**** Provided material

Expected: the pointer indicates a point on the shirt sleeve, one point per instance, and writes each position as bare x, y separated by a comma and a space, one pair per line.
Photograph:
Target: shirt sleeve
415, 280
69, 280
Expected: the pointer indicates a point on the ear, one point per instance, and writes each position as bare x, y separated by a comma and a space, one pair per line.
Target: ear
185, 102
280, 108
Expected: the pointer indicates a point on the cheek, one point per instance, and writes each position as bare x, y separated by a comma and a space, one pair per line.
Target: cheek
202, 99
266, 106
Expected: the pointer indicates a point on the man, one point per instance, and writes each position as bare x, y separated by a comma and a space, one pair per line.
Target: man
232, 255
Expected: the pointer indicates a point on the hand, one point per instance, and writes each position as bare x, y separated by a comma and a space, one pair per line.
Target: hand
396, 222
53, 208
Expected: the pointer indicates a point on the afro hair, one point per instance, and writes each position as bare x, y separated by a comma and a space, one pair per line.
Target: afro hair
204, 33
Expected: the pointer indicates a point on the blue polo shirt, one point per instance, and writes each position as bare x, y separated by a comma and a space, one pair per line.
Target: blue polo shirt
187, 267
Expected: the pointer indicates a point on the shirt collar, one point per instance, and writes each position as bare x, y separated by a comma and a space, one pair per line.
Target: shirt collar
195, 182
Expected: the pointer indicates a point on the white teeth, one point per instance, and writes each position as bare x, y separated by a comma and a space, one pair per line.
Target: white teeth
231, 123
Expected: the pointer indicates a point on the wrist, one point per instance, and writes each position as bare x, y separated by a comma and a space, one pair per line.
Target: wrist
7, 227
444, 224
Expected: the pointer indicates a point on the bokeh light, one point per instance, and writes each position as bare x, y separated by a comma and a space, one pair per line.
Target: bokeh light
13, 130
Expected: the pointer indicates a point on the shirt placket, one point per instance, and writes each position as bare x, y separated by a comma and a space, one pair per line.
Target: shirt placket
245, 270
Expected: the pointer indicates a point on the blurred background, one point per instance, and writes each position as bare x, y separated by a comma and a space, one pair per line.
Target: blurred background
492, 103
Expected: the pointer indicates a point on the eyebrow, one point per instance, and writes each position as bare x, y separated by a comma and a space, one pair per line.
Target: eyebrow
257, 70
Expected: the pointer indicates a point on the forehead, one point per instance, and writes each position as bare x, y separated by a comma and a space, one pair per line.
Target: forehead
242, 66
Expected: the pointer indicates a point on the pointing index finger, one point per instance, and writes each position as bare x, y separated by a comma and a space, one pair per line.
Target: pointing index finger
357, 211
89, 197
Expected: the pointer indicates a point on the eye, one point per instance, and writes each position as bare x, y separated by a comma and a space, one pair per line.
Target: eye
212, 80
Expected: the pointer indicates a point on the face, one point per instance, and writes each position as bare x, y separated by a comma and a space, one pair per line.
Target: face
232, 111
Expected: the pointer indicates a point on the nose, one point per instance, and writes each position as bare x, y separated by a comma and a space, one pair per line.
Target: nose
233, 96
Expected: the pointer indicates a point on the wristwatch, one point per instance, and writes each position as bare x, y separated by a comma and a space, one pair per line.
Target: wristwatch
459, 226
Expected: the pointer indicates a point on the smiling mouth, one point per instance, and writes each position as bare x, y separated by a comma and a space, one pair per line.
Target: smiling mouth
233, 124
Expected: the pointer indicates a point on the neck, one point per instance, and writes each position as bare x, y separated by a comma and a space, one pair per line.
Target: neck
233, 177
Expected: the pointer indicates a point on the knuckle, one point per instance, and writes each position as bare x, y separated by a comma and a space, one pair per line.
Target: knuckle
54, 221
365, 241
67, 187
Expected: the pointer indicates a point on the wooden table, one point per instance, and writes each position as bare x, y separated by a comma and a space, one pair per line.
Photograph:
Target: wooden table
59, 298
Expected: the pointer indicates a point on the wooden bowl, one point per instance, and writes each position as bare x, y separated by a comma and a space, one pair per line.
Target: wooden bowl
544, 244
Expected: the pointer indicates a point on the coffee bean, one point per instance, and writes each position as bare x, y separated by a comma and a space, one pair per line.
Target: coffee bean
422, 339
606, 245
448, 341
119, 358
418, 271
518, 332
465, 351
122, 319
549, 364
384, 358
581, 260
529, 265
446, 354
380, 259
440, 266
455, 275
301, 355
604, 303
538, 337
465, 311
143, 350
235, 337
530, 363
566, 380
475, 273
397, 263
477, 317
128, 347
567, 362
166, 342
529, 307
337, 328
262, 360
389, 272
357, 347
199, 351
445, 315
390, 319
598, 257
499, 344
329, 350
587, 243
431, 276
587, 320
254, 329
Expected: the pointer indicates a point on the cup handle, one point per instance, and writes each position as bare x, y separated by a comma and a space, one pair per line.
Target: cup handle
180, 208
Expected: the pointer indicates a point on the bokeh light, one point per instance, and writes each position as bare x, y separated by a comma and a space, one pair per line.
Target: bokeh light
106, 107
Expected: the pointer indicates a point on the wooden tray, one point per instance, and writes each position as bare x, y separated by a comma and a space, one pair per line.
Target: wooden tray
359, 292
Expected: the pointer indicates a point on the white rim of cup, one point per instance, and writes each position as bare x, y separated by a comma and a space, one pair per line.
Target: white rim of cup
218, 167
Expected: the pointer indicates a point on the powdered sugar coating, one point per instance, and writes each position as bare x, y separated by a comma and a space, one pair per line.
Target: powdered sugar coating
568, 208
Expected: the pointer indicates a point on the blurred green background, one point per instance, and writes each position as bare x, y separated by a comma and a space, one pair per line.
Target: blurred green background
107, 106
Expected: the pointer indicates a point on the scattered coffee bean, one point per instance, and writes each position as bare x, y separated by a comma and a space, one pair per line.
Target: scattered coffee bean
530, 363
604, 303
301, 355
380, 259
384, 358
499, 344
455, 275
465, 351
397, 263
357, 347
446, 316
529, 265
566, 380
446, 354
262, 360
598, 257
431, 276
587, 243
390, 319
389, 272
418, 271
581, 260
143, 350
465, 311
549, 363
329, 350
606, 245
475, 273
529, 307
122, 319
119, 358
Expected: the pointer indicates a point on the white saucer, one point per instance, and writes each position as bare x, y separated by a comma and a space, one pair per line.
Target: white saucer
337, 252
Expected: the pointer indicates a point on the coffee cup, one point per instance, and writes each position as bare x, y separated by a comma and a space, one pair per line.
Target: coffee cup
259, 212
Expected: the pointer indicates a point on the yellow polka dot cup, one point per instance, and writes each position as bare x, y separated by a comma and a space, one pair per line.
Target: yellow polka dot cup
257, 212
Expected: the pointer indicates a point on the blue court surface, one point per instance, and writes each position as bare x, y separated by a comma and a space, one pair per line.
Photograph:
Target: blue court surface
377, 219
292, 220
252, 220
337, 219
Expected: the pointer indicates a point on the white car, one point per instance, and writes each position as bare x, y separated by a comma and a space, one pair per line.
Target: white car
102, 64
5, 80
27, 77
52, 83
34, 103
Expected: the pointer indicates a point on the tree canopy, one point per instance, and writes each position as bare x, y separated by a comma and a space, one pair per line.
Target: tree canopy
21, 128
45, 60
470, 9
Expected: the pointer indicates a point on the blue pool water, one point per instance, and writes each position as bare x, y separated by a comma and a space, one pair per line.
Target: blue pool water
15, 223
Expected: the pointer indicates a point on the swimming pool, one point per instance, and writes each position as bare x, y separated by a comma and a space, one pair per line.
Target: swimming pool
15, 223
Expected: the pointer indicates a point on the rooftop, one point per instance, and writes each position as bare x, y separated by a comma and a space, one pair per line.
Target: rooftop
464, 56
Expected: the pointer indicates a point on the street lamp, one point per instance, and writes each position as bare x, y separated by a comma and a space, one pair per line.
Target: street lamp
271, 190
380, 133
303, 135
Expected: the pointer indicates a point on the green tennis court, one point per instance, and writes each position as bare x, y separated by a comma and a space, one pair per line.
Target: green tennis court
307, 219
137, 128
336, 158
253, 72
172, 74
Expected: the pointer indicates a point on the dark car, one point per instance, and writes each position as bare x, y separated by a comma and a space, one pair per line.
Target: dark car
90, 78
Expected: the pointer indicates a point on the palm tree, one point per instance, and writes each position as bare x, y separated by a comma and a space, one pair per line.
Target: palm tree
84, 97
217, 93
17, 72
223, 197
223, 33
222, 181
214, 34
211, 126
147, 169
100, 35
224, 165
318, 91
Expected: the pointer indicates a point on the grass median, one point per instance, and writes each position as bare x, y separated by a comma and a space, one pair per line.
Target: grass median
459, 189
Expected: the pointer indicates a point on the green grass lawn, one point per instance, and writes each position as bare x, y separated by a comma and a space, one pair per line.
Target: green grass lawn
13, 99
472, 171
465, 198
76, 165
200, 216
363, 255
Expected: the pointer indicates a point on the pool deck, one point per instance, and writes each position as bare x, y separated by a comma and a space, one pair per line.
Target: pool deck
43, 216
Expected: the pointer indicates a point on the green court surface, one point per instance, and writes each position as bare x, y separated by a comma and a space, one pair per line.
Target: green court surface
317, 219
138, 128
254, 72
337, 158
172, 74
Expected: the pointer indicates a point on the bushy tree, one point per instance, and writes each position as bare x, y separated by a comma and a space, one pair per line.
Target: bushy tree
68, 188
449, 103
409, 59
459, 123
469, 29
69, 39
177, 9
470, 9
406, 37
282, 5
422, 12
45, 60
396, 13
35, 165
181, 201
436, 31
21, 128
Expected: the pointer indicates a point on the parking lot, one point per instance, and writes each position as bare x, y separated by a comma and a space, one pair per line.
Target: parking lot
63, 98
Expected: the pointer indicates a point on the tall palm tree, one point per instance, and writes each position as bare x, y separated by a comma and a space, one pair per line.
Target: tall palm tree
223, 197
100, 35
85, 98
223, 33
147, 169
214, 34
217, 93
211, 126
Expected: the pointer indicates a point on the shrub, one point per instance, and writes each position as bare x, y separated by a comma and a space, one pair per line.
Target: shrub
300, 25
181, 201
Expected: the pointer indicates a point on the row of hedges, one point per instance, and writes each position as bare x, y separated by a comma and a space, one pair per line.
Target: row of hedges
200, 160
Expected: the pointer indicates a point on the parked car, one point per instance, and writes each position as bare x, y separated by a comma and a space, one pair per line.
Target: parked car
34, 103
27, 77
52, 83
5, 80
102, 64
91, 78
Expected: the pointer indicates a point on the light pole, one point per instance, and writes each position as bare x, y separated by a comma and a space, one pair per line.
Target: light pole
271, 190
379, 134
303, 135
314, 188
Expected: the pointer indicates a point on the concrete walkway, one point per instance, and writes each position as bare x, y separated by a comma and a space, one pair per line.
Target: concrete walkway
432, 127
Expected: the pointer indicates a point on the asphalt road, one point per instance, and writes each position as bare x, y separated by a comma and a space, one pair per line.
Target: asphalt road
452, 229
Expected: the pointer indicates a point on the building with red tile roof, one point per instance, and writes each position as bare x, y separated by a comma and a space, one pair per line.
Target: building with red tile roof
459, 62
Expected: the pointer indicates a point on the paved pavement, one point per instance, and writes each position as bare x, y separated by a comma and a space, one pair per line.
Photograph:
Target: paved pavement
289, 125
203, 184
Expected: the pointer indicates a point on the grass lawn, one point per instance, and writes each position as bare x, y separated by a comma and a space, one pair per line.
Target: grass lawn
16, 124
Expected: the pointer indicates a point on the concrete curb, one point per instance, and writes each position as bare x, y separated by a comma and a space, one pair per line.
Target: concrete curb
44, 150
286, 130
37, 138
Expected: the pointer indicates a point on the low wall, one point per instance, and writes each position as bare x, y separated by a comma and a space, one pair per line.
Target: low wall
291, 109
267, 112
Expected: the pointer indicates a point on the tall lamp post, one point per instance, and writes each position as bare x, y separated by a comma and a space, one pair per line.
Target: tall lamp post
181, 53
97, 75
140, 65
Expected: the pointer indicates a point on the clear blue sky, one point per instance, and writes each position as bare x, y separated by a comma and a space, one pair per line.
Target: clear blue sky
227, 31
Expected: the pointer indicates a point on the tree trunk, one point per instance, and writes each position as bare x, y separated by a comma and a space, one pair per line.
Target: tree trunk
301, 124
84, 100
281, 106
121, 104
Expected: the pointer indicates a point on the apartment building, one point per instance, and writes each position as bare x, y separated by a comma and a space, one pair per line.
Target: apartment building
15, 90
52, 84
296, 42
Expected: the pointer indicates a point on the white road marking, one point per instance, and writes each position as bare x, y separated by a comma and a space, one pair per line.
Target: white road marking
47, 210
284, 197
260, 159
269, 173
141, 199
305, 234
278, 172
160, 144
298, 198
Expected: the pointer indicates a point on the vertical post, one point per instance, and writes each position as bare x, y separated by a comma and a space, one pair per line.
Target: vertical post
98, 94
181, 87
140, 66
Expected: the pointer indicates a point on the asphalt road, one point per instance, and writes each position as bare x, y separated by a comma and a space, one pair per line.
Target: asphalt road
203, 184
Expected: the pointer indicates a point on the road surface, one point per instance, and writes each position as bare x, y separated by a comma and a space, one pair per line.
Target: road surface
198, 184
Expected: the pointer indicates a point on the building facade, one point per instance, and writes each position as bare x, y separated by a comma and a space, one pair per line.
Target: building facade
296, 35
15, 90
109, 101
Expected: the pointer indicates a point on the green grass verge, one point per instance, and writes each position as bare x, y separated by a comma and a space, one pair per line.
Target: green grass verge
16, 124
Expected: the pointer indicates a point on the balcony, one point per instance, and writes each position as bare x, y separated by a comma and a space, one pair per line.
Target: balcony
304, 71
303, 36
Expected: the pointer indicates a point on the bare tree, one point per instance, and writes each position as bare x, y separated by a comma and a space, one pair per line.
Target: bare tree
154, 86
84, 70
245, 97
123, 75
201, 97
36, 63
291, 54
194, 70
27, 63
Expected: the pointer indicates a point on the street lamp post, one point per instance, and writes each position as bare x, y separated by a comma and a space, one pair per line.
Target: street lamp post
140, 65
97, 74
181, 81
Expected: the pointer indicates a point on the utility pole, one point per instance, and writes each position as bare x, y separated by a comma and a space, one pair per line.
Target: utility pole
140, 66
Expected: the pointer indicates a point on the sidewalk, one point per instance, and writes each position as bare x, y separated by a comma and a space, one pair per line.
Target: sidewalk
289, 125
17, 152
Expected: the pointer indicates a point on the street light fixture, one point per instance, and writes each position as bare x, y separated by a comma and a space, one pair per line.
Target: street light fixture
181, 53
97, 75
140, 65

********

* **Work to complete**
In the listing above, find the line containing "Expected: the pointer indicates a point on the road", then reproduce it and each line after it through the end, exactly and with nothing added.

* **Answer to the exercise**
Expected: the pointer indicates a point on the road surface, one point per instance, and writes each position as bare x, y separated by a comma and a space, one pair per line.
Target: road surface
198, 184
Expected: the pointer indicates a point on the building facade, one point per instance, and writes each position as bare x, y separated by a comma and a space, one pair per line.
Target: building facade
296, 35
15, 90
109, 101
Expected: the pointer indicates a point on the green grass verge, one point per instance, and writes each position as bare x, y separated by a comma and a space, one pair per line.
Target: green grass verge
16, 124
Expected: the pointer indicates a point on the balcony, one point per instance, and writes each position as bare x, y separated by a comma and a space, one pair per line.
Target: balcony
304, 71
303, 36
Expected: the pointer indicates a point on the bare tree, one point per instance, and writes each position as bare x, y separated by a comma and a space, one pair per line.
Target: bare tree
154, 86
84, 70
245, 97
123, 75
201, 97
36, 63
291, 54
194, 70
27, 63
Expected: the pointer indicates a point on the street lamp post, one point per instance, and writes each position as bare x, y separated by a comma and a space, one pair per line.
Target: street lamp post
140, 65
97, 74
181, 81
Expected: the pointer indicates a point on the utility pole, one point per instance, and writes each position as bare x, y separated by a comma and a space, one pair per line.
Target: utility pole
140, 66
Expected: the pointer indicates a point on the sidewalk, one point per instance, and writes each position as bare x, y separated by a comma and a space, one pair per line.
Target: sidewalk
289, 125
17, 152
Expected: the pointer indicates a point on the street light fixture, one point per instance, and writes each position as bare x, y separated by a comma and a space, one pair per line.
Target: street light fixture
181, 53
97, 75
140, 65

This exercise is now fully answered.